DW's Hans Christoph von Bock spoke to Herzog in Munich ahead of the European Film Awards.
DW: You've already been obtaining awards for your body of work for 10 years now. How does it feel to be receiving new ones now?
Werner Herzog: A bit strange, because I'm still immersed in work and my film output is higher than it was 30 or 40 years ago. In the past year I've released three feature-length films: one about Gorbachev [Meeting Gorbachev], one about the writer Bruce Chatwin [Nomad: In the Footsteps of Bruce Chatwin] and another fiction film shot in Japan [Family Romance, LLC]. All that within 12 months. Other people would need six or eight years to achieve as much. I mean, I'd rather expect this award to be thrown at me after having spent 10 years without making a movie, and I'd be rolled onto the stage on a wheelchair.
Do you still see Bavaria in southeast Germany as your home, even though you haven't lived there for the past 20 years?

WHAT IS EXPECTED. In the Werner Herzog interview, what is the title of the fiction film he shot in Japan?

(Saved data entries)
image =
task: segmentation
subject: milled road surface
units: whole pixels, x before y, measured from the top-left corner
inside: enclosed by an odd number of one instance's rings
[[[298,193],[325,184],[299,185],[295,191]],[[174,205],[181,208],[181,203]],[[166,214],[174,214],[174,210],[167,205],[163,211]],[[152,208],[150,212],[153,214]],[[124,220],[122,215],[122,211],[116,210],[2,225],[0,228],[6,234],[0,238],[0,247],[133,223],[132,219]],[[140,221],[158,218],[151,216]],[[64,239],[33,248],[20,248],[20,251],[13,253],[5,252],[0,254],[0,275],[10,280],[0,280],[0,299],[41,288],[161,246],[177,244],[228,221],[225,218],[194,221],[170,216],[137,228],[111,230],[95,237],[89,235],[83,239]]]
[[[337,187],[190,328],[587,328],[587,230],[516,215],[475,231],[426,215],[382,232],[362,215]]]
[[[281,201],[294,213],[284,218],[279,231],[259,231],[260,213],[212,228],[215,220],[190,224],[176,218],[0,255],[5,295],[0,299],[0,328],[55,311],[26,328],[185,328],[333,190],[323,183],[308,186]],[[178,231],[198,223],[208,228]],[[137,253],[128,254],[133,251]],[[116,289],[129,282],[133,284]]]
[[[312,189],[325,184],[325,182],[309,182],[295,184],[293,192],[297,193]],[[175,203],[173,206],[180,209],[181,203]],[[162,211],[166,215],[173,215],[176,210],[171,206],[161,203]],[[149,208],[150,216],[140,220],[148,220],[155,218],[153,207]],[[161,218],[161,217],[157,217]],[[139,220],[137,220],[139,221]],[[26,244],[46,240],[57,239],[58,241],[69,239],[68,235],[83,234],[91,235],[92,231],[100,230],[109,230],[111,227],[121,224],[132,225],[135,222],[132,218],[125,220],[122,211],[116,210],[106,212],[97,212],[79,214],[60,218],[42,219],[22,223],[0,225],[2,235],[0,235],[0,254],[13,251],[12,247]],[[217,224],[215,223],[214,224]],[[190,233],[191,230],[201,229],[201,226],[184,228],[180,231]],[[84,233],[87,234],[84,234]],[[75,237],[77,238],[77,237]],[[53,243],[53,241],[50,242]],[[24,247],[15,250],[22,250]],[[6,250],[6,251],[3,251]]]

ANSWER TO THIS EXERCISE. Family Romance, LLC